- Provided records:

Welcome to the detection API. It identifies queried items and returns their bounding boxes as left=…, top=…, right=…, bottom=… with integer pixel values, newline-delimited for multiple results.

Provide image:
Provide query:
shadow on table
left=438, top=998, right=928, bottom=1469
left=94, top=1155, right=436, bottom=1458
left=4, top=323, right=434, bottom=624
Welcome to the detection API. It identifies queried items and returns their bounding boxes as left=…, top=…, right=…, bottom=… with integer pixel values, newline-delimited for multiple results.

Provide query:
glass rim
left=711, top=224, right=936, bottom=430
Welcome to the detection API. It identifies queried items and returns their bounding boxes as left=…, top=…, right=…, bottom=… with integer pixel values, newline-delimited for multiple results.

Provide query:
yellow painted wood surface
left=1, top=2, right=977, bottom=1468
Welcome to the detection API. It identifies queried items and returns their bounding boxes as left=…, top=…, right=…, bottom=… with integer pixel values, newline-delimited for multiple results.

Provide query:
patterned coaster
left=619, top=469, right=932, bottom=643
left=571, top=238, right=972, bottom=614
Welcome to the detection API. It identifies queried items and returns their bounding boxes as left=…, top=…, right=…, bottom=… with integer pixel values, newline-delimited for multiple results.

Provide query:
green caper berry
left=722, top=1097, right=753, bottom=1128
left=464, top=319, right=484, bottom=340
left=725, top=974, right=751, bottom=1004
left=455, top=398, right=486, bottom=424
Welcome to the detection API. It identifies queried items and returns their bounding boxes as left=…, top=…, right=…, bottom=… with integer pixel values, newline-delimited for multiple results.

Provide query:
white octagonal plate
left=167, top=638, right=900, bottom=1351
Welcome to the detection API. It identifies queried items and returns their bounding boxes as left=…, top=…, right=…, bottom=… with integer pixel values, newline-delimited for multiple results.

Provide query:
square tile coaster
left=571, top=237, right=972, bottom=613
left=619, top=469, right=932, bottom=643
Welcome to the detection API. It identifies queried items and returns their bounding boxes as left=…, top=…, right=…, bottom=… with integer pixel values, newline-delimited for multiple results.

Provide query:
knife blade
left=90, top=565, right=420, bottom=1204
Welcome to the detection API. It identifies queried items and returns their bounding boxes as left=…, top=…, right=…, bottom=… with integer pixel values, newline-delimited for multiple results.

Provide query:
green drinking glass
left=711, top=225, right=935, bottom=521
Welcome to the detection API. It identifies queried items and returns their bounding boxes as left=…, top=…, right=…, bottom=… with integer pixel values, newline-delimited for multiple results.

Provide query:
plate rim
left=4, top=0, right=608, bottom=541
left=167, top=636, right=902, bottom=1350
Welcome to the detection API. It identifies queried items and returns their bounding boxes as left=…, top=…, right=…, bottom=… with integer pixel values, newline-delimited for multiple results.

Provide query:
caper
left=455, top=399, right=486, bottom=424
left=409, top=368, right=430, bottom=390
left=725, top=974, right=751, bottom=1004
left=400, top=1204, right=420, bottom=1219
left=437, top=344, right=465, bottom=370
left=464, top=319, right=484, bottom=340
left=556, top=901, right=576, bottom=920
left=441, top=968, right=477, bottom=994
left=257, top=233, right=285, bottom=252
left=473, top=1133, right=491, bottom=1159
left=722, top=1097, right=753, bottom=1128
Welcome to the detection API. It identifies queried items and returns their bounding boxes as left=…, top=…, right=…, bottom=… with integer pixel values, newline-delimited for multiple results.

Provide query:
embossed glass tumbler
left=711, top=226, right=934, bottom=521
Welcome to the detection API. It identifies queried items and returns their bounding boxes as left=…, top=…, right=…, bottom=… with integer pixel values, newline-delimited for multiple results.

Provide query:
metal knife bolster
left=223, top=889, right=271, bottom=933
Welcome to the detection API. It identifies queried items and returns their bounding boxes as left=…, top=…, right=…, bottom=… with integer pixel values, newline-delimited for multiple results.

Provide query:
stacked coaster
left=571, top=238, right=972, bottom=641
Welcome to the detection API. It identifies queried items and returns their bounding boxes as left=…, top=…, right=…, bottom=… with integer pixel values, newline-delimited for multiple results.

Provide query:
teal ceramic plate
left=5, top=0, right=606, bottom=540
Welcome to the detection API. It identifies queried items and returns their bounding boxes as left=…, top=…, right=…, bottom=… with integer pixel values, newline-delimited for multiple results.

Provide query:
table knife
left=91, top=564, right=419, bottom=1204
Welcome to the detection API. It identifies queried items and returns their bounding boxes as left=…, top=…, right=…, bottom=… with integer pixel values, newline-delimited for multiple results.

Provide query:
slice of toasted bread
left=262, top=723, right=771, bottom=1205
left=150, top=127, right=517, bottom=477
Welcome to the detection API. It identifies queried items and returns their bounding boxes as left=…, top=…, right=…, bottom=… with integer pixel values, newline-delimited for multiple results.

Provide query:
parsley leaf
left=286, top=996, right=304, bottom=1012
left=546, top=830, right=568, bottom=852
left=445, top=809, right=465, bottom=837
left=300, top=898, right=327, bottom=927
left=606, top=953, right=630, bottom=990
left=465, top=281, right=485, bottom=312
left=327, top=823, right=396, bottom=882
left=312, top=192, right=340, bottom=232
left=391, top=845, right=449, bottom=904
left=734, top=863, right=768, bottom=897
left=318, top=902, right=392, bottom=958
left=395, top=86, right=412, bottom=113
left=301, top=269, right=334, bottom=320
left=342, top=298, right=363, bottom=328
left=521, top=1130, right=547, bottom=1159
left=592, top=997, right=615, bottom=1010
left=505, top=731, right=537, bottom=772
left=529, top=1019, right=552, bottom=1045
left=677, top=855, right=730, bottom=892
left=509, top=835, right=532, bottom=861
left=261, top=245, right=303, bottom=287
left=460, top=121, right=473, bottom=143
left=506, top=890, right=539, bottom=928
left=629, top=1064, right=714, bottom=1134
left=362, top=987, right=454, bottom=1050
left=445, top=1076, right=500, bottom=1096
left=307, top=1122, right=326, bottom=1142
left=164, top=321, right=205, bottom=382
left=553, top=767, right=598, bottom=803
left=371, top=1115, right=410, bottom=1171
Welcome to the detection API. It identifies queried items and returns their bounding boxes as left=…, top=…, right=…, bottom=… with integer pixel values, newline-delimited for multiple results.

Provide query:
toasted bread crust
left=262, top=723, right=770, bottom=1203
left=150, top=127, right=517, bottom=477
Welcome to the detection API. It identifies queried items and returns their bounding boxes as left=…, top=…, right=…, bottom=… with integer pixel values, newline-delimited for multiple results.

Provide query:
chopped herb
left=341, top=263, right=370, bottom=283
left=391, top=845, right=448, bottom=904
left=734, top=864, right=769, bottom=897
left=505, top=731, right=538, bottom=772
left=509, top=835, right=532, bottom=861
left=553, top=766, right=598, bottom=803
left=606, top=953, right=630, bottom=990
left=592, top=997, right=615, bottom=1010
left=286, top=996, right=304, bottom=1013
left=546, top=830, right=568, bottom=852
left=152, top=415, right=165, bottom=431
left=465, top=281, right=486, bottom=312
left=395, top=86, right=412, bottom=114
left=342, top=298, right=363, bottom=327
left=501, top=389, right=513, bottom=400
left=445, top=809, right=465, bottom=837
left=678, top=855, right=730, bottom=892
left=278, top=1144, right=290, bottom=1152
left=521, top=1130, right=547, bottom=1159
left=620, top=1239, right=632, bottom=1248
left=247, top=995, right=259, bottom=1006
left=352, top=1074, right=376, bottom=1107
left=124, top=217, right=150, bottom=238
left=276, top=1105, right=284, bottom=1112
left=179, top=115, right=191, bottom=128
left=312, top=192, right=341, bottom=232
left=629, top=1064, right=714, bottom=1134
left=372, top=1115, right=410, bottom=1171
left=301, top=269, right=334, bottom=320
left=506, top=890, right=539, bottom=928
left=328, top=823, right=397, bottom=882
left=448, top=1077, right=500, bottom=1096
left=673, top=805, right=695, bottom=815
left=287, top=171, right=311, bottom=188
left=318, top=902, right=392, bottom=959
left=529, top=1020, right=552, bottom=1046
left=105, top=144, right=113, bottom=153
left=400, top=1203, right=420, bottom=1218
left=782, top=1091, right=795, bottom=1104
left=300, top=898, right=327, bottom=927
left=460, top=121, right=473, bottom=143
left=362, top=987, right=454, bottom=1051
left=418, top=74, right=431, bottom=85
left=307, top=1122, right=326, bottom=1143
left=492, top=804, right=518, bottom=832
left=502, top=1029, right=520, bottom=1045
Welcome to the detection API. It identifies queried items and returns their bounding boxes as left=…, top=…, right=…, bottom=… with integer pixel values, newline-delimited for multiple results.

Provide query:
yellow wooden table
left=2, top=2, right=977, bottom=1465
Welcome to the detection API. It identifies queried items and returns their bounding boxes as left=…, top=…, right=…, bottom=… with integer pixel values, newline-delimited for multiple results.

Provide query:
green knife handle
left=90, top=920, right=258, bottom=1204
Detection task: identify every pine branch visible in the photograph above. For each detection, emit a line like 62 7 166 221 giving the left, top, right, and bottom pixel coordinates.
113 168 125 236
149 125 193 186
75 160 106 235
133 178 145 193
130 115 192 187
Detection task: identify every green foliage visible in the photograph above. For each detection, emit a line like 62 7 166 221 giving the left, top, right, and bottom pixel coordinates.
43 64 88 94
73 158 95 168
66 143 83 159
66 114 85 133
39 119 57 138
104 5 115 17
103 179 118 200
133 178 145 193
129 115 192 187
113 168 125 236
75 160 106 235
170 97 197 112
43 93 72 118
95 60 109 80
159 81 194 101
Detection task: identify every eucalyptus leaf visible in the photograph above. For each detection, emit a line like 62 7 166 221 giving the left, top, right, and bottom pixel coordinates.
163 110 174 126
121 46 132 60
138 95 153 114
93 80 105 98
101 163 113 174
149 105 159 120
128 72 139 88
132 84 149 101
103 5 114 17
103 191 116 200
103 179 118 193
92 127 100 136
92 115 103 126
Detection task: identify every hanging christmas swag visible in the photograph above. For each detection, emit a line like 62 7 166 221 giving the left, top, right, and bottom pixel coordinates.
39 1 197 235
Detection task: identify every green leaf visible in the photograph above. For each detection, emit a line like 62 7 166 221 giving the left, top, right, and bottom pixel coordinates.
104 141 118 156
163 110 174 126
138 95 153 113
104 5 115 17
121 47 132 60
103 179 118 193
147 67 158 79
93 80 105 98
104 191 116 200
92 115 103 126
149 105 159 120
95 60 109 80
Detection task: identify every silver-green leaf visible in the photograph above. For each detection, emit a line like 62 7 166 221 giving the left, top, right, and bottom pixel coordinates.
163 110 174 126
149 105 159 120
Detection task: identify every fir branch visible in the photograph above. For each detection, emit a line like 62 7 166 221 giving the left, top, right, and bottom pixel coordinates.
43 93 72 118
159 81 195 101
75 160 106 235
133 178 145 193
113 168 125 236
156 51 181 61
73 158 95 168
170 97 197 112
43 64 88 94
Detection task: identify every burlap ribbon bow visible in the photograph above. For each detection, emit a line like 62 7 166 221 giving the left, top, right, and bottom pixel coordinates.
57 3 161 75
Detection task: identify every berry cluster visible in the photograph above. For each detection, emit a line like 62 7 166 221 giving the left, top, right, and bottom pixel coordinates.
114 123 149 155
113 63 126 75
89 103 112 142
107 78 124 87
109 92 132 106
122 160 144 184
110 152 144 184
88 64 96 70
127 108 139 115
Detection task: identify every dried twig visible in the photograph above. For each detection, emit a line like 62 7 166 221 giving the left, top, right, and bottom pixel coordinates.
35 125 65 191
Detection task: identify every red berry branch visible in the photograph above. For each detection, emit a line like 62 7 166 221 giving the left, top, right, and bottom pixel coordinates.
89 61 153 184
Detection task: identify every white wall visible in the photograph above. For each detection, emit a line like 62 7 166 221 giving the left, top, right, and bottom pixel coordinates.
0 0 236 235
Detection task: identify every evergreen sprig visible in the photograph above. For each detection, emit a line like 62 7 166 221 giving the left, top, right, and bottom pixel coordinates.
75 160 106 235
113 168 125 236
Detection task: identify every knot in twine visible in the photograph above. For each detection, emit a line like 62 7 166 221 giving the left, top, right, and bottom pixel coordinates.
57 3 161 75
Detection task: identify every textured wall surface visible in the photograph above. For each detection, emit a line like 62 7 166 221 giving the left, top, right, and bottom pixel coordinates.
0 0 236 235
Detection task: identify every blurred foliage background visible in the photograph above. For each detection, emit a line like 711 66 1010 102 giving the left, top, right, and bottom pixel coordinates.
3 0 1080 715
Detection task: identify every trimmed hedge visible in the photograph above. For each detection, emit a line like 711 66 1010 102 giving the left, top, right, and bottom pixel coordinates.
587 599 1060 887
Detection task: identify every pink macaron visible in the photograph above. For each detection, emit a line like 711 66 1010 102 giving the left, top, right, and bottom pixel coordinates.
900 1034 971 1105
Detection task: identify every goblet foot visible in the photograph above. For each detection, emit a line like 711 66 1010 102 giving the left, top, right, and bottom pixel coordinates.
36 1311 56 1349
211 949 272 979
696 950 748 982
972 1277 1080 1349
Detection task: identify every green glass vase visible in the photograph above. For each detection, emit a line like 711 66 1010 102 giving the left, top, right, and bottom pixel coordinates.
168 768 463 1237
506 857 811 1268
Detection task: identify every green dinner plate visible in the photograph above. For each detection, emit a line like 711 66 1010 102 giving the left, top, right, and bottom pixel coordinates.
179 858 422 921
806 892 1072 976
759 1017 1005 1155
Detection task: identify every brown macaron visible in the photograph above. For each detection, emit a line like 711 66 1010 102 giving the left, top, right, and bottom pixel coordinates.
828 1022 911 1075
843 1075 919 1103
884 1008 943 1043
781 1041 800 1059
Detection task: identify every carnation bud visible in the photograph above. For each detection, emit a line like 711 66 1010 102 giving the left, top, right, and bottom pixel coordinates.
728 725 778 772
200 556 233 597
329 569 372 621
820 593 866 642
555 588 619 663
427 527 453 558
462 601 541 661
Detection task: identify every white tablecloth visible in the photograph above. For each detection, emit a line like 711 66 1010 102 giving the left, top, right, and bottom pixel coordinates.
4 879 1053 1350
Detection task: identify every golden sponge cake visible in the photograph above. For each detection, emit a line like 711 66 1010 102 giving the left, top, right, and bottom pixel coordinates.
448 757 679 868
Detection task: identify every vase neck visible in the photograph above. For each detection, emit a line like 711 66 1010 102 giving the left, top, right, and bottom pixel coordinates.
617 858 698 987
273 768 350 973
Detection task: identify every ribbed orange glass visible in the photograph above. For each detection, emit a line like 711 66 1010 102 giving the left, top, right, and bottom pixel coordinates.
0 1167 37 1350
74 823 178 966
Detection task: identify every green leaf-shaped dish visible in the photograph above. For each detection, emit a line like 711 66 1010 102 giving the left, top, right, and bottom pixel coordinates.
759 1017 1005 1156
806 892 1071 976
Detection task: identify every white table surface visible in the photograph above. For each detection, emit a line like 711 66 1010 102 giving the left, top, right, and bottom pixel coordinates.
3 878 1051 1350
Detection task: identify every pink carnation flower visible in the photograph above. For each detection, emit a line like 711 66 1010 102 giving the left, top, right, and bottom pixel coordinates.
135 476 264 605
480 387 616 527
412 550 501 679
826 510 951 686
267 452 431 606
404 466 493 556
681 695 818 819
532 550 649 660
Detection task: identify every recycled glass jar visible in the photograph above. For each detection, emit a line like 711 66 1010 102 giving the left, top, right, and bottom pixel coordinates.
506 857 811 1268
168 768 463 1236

- Work order:
Starting at the line that contains "Detection task: identify every pink carnation", retype every line through the end of the records exactly, and nothing else.

- Response to the task:
Detection task: identify every pink carnation flower visible in the photograph above. For each detection, emit a line like 711 66 1010 102 giving the left, top, right, and bottom pixel coordinates.
135 476 264 605
480 387 616 527
412 550 501 679
826 510 951 686
267 452 431 606
404 466 493 556
681 695 818 819
532 550 649 660
Detection task: identify every recycled glass jar visible in the photograph above. For each detection, emit a line like 711 66 1010 102 giving the left, top, right, and bottom pixel coordinates.
506 857 811 1268
168 768 463 1236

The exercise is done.